-- The task --
In the records below, work out how many lines hold the word "bridge". Report the number alone.

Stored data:
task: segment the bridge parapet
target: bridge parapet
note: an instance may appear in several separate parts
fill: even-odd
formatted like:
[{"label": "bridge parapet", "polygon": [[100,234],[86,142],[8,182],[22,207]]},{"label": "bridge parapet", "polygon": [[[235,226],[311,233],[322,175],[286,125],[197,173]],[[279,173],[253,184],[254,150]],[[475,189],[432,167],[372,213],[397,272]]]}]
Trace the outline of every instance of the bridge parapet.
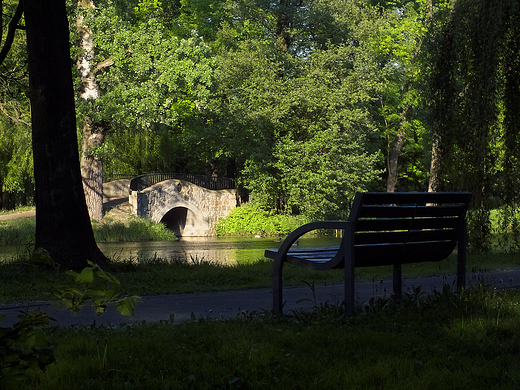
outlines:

-- Answer to this problem --
4